## Material provided

----------

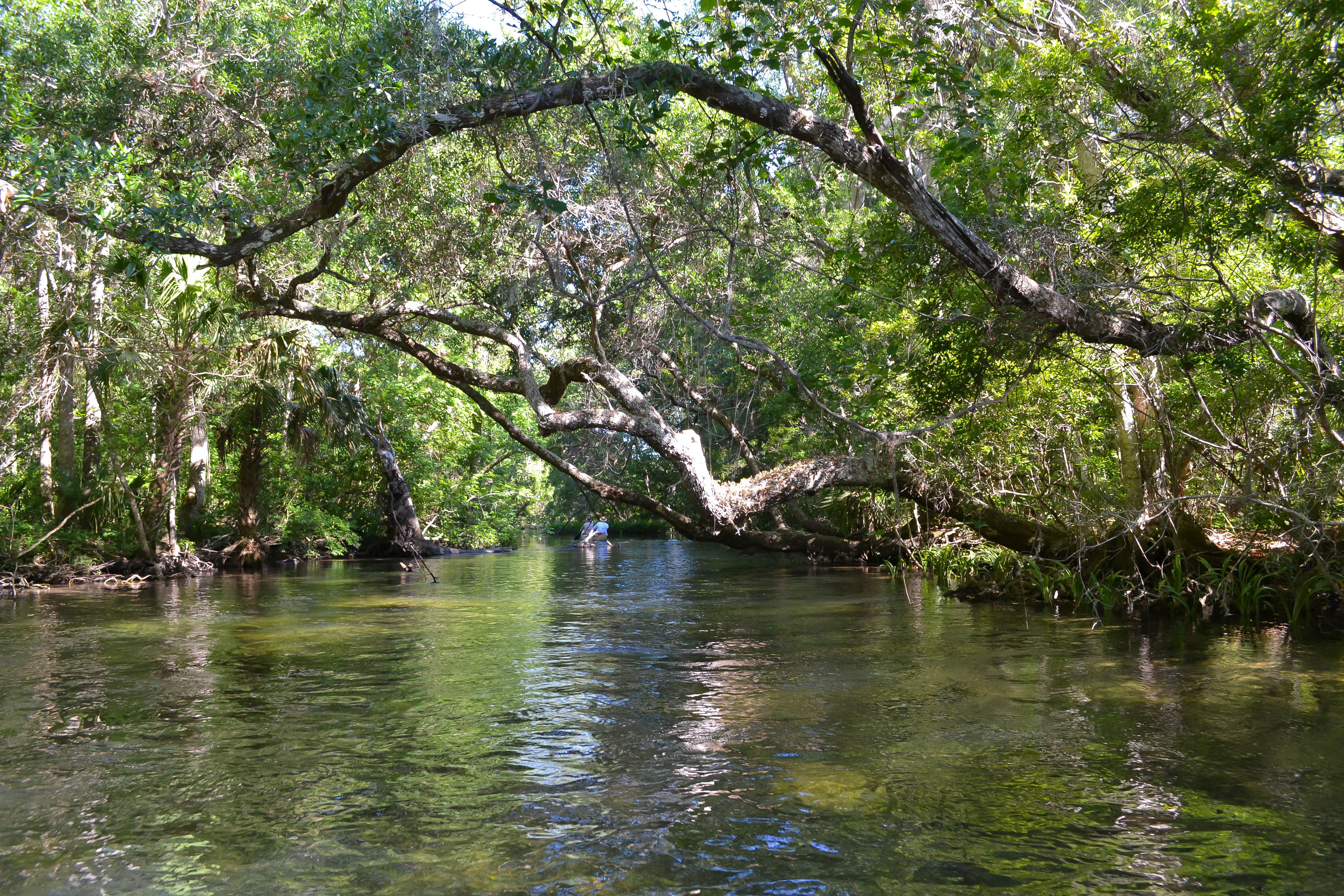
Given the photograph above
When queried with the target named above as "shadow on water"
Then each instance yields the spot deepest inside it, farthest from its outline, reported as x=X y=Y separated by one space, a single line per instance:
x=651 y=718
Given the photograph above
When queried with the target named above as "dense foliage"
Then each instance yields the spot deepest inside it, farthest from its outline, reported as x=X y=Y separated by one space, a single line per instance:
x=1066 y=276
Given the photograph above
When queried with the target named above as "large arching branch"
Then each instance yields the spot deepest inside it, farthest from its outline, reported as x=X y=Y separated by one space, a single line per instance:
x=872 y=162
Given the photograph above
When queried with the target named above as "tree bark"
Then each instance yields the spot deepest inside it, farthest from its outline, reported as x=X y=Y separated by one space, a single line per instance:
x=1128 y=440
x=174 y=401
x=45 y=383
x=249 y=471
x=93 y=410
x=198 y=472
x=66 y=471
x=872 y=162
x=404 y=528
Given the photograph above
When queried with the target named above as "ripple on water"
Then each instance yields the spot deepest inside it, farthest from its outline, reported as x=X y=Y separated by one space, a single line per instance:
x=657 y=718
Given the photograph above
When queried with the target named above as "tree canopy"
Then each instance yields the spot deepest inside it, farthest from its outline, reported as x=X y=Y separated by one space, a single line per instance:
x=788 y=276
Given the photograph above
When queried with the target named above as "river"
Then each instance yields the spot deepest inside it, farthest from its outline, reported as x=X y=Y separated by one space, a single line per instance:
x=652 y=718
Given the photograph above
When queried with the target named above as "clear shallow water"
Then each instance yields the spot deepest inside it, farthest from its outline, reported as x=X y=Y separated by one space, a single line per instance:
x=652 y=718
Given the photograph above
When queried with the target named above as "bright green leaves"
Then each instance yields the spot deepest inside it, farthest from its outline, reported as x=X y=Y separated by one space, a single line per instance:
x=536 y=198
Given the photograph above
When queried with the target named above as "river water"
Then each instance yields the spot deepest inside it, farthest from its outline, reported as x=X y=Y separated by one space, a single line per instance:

----------

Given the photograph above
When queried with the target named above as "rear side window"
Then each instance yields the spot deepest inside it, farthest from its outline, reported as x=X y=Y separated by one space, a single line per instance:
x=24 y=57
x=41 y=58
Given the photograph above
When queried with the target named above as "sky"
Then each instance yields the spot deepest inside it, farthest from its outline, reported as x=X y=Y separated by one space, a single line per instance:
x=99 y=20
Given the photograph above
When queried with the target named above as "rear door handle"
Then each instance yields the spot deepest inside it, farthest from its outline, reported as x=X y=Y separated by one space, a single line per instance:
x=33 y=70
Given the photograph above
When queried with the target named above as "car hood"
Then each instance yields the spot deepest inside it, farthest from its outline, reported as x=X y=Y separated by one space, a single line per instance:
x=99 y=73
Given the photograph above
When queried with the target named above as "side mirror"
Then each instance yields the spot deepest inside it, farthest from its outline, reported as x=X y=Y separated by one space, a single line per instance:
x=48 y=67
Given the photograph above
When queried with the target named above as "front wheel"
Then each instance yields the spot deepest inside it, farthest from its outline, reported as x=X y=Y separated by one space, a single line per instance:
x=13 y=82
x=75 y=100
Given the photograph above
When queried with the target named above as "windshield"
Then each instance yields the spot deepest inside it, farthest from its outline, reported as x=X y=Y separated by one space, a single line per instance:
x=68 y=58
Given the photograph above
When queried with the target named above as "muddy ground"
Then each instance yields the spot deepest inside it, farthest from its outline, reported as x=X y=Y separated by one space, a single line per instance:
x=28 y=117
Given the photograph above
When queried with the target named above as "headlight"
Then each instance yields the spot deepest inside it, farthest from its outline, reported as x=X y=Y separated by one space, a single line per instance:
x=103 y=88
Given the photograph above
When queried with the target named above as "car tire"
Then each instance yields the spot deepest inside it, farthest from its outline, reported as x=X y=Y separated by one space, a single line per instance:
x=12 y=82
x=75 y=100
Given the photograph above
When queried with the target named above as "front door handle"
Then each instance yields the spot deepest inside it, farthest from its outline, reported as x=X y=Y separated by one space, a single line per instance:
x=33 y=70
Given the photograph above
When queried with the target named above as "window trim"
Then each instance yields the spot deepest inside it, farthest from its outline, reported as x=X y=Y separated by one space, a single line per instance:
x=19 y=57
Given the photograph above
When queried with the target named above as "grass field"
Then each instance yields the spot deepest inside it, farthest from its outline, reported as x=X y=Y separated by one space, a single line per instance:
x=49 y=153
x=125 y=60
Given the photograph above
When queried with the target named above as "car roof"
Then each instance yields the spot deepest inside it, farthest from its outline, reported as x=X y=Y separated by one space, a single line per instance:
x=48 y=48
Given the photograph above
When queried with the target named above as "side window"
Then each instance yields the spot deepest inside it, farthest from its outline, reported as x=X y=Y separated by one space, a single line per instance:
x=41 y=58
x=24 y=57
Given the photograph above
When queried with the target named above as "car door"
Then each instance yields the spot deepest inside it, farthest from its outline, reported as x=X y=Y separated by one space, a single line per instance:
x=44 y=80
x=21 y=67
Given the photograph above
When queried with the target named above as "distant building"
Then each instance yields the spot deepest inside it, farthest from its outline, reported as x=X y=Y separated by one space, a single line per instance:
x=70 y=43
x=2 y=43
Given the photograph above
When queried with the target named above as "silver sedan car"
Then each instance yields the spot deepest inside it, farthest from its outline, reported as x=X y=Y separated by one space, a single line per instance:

----------

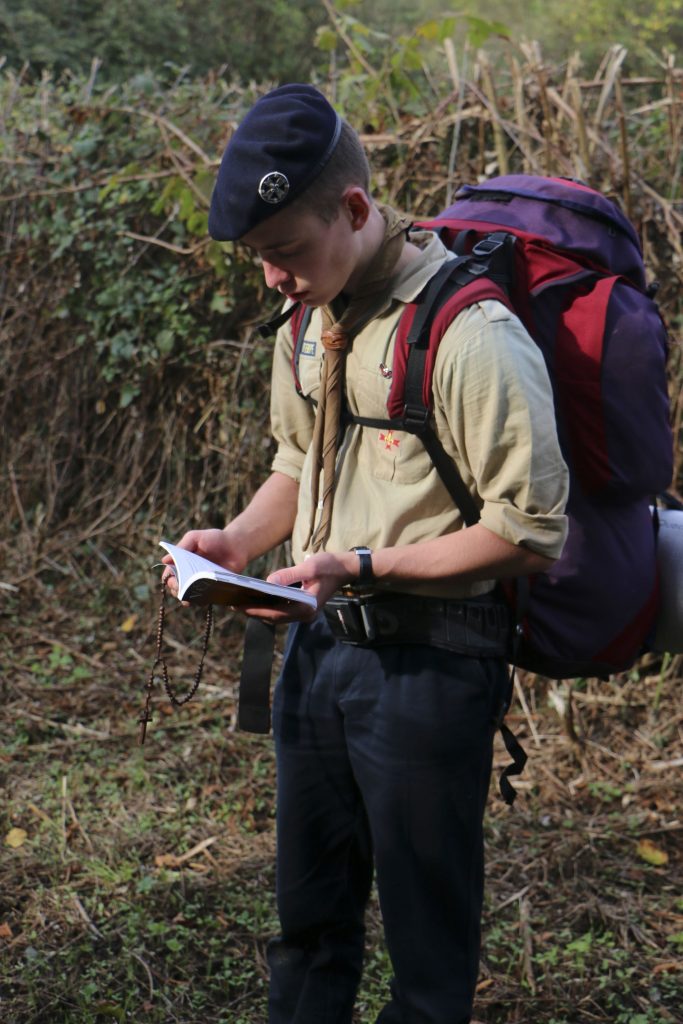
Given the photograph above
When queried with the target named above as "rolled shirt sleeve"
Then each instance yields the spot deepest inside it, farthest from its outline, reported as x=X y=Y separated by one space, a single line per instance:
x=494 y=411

----------

Show each line in the items that contains the word "front".

## Solution to this task
When queried with the target named above as "front wheel"
When queried with the target named above as "front door handle"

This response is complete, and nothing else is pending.